* **PAGE**
MAAP-Project / maap-api-nasa

NASA Python implementation of the MAAP API specification
https://api.maap-project.org/api
Apache License 2.0
8 stars 3 forks source link

Copy output option completed jobs #103

Closed grallewellyn closed 7 months ago

grallewellyn commented 8 months ago

Added more checking and also need to replace triaged_job with triaged-jobs because we decided against renaming the folder from triaged-jobs and all failed jobs have triaged_job in their s3 link

Also extracted dps_output, triaged_job, and triaged-jobs as variables into api/settings.py

I also ran a quick notebook to test that in all the jobs submitted by all users in ops, there are no instances of a jobUrl being in triaged_job and not having the dataset/ prefix (AWS_TRIAGE_WORKSPACE_BUCKET_PATH in settings.py relies on this)

Also note that if the user names their algorithm just dps_output or triaged_job or triaged-jobs then their product path will be messed up. For example, if the user names their algorithm triaged-jobs and it succeeds, then their s3 link should look something like: s3://s3-us-west-2.amazonaws.com:80/maap-dit-workspace/grallewellyn/dps_output/triaged-jobs/main/2024/02/27/fa08a263-c58c-4b69-8b71-30efab48a913. Their product path would then see that triaged-jobs is present, and give them this product path: triaged_job/main/2024/02/27/fa08a263-c58c-4b69-8b71-30efab48a913 even though their job should be in the dps_output folder. This is based on the order of the jobs_output_folder_names array, but switching the order of the array would still give the same problems. We could rely on the location of the completed job to be after a certain number of /'s, but that is very strict and the location could potentially change later and cause a bug in this code.

* **Items listed in a dataset**
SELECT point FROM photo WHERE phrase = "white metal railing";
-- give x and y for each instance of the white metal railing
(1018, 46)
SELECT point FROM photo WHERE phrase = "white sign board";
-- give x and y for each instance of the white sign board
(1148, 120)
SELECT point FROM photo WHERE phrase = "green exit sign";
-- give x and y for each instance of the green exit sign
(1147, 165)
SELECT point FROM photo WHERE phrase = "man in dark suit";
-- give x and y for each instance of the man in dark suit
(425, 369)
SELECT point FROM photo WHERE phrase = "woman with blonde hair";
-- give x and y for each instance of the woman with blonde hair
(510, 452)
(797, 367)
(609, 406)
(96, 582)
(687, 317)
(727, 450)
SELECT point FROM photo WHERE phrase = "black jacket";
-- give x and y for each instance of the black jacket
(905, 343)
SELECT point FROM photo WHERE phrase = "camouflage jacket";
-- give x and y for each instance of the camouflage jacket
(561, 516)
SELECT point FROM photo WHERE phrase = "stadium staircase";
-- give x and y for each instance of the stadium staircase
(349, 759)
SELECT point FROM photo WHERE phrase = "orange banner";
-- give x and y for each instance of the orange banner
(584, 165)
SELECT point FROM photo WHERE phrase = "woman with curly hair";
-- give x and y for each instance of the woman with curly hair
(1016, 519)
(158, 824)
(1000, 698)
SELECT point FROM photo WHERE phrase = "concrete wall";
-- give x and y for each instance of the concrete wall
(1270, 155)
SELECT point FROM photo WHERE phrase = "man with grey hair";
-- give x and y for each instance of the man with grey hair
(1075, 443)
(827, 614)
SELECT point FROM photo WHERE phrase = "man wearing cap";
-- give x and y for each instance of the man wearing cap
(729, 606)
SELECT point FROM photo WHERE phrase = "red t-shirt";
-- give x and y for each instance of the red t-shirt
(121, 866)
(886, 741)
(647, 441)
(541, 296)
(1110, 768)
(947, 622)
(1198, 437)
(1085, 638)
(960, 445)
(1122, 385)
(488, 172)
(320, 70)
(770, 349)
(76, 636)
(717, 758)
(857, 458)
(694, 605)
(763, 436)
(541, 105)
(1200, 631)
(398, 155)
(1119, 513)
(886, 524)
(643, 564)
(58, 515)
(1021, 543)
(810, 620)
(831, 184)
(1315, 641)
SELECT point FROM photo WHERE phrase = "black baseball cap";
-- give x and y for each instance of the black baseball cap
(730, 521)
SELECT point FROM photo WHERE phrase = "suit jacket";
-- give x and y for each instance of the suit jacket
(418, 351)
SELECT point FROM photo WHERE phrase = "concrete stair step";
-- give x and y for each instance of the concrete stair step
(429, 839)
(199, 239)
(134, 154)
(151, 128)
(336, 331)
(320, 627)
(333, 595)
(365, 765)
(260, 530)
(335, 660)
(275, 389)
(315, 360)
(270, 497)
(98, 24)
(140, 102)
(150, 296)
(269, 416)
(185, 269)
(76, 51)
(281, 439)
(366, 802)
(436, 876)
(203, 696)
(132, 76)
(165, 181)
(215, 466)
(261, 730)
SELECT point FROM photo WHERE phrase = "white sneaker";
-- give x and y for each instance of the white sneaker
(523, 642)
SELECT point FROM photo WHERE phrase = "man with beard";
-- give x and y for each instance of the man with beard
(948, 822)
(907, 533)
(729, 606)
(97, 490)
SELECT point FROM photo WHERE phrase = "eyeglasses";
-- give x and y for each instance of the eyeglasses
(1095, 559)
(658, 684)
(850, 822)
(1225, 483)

* **THINGS TO DO**
(A) Return the stretch of the pull request discussion from "grallewellyn commented 8" through "relies on this)", copied word for word.
(B) Give only the number of lines in the records that contain the string "white".

* **ANSWERS TO THE EXERCISE**
(A)
grallewellyn commented 8 months ago

Added more checking and also need to replace triaged_job with triaged-jobs because we decided against renaming the folder from triaged-jobs and all failed jobs have triaged_job in their s3 link

Also extracted dps_output, triaged_job, and triaged-jobs as variables into api/settings.py

I also ran a quick notebook to test that in all the jobs submitted by all users in ops, there are no instances of a jobUrl being in triaged_job and not having the dataset/ prefix (AWS_TRIAGE_WORKSPACE_BUCKET_PATH in settings.py relies on this)

(B) 6